St Albans man spared jail despite major toxic woodchip fire in Essex
PUBLISHED: 17:59 18 May 2016 | UPDATED: 17:59 18 May 2016
Essex County Fire and Rescue Service
A start-up recycling businessman from St Albans, whose massive stockpile of woodchip sparked off a major toxic fire which burnt for two months near the A12 in Essex, today (Wednesday) received a 15-month suspended jail sentence.
The stockpile which self-combusted was ten times the maximum amount allowed and covered the whole yard at Thoby Priory, Mountnessing, near Brentwood in Essex.
Joshua O’Malley, 26, formerly of Doggetts Way, St Albans, and now of Vale Court, Wheathampstead, had leased a unit for his company Creative Developments and Construction Ltd for a waste operation to deposit, treat and store wood waste.
Nine fire appliances attended at the peak of the blaze on August 18 in 2014, and firefighters had to dampen down neighbouring businesses which had flammable material stored and where there was asbestos likely to shatter and explode, a judge was told at Chelmsford Crown Court.
Thick, choking toxic smoke enveloped the area. Contaminated water from the fire polluted ten kilometres of river and watercourses and killed 2,500 fish, the court was told.
Clean up costs reached £250,000, and a 1.2km pipe had to be installed to take away the contaminated water to a private sewer, with £30,000 spent on tankers.
The Environment Agency (EA) spent £223,000 which included 40 officers working over 1,000 hours dealing with the incident. And Brentwood Council spent £3,000 on air monitoring.

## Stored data
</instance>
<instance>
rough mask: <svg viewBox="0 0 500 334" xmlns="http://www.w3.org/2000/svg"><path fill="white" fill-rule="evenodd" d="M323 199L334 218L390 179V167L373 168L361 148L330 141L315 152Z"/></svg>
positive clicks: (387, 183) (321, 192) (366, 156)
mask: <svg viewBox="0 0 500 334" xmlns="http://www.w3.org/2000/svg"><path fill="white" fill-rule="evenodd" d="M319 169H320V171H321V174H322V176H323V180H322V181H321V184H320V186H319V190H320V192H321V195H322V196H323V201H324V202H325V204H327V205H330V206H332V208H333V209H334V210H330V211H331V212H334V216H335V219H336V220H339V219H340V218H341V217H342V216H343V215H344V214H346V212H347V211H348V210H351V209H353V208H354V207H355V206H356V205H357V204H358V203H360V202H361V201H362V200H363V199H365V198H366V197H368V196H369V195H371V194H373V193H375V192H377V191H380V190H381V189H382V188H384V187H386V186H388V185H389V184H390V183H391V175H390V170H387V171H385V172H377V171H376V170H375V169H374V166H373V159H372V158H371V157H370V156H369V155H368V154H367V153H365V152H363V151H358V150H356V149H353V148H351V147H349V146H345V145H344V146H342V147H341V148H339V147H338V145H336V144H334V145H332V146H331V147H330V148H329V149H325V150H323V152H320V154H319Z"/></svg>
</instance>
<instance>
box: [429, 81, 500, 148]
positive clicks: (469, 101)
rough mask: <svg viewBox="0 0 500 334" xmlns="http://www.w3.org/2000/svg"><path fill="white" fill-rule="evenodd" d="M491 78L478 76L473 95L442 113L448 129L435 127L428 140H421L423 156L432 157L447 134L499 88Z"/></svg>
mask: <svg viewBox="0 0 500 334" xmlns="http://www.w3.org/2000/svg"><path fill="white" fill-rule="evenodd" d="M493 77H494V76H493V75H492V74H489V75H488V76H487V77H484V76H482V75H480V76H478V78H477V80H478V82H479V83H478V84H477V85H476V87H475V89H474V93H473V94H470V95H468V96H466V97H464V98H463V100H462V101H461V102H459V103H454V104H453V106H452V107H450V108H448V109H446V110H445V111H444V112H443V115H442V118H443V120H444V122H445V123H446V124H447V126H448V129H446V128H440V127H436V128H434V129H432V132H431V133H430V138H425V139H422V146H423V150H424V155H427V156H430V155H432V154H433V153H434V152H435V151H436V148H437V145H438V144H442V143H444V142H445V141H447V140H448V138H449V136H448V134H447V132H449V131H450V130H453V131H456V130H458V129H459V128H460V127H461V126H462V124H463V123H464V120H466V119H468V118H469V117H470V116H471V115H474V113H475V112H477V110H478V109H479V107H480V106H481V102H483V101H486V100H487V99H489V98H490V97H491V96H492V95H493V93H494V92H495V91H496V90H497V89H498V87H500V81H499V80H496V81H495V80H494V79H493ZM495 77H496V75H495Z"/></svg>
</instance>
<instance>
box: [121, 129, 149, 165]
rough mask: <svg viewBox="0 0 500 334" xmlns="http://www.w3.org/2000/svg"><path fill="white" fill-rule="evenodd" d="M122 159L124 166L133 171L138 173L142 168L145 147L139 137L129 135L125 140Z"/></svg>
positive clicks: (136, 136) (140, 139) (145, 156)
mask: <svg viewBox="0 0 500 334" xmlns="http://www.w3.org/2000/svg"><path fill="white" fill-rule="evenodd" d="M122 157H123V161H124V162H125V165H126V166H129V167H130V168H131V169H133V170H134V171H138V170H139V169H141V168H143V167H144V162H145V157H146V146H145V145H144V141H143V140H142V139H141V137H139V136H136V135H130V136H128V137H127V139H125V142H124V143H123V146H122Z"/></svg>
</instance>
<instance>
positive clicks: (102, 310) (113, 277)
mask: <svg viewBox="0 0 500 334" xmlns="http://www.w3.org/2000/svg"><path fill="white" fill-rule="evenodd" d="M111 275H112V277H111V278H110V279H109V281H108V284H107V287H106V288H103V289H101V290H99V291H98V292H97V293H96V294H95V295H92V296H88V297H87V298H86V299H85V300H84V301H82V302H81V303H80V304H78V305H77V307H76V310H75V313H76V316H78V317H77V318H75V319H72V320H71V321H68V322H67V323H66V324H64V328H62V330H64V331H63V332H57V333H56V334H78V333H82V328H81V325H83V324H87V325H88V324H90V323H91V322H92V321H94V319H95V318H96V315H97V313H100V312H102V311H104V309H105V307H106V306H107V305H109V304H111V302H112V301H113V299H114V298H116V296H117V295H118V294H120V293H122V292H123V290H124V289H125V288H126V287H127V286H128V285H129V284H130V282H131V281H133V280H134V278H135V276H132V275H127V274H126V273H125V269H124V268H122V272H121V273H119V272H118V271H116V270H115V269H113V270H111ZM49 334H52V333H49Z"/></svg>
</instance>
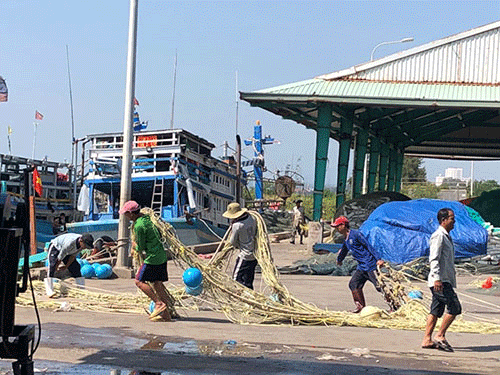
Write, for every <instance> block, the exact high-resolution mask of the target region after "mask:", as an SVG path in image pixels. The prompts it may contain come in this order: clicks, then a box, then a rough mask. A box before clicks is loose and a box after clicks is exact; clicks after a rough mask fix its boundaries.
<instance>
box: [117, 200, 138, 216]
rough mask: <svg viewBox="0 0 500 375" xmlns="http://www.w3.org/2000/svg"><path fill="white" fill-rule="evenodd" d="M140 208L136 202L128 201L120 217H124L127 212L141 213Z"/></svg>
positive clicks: (120, 210)
mask: <svg viewBox="0 0 500 375" xmlns="http://www.w3.org/2000/svg"><path fill="white" fill-rule="evenodd" d="M139 208H140V207H139V203H137V202H136V201H127V202H125V204H124V205H123V207H122V208H121V209H120V211H118V212H119V214H120V215H123V214H124V213H125V212H134V211H139Z"/></svg>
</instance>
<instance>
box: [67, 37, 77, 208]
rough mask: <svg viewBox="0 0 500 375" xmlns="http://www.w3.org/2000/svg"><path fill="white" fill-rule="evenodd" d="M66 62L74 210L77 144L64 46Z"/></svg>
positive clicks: (72, 95) (67, 53)
mask: <svg viewBox="0 0 500 375" xmlns="http://www.w3.org/2000/svg"><path fill="white" fill-rule="evenodd" d="M66 61H67V65H68V84H69V105H70V109H71V166H72V168H73V208H76V160H77V157H78V156H77V155H76V153H77V149H78V144H77V143H76V139H75V118H74V115H73V90H72V89H71V72H70V70H69V48H68V45H67V44H66Z"/></svg>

## Exercise requirements
**1.** According to the article on the woodchip fire, how many fish did the contaminated water kill?
**2.** Resume the article on the woodchip fire, picking up after its last sentence.
You won't need the material.

## Expected outputs
**1.** 2,500 fish.

**2.**
The final Essex Fire and Rescue appliance left on October 20, 2014, two months after the start of the fire, but ash was still smouldering and burning nine months later, the court was told.
One nearby resident said she had headaches, streaming eyes and nausea “for months” as a result of the smoke.
Wendy Foster, prosecuting for the EA said: “She woke up with the smell and smoke and went to bed with it.”
O’Malley had originally pleaded not guilty to two offences.
They were: operating a regulated facility for the deposit, storage and treatment of waste otherwise than in accordance with an environmental permit between May 7 and October 16 2014; and for treating, keeping or disposing of controlled waste in a manner likely to cause pollution to the environment or harm to human health in that the waste was stored without effective fire prevention or protection.
He was due to stand trial next month but later changed his plea.
A prosecution against his company, whose address was Long Cut, Redbourn, and which also denied two similar offences to those O’Malley admitted was dropped and the judge formally entered not guilty verdicts.
O’Malley, now on benefits, was the company’s sole director. But the court was told that he no longer intended to trade under that company so it was not considered in the public interest to continue with that prosecution.
Judge Christopher Morgan QC imposed 15 months in jail but said he would suspend it for two years because O’Malley, a father of three, was a carer for a disabled son and his partner had mental health issues. In addition to the suspended sentence he also banned O’Malley from being a company a director for ten years.
He said O’Malley had ignored advice from both the EA and Essex Fire service about the potential risks and continued: “This is a deliberate flagrant disregard of the law.”
The judge added: “By an early stage of your business you had been told of your obligations. There were several thousand cubic metres of mostly treated wood - which contain those toxins which are so dangerous to the environment and human health, especially when they catch fire.”
He heard that O’Malley had rented the unit in April 2014 and had an estimated income of £100,000 in the few months he was operating. Police have seized £75,000 from him.
The prosecutor said O’Malley advertised under the slogan “We want your wood waste” and by August 18 2014 the pile covered the whole yard and had grown to a height of 15m and a width and depth of 30m by 30m. Its estimated volume was 13,500 cubic metres.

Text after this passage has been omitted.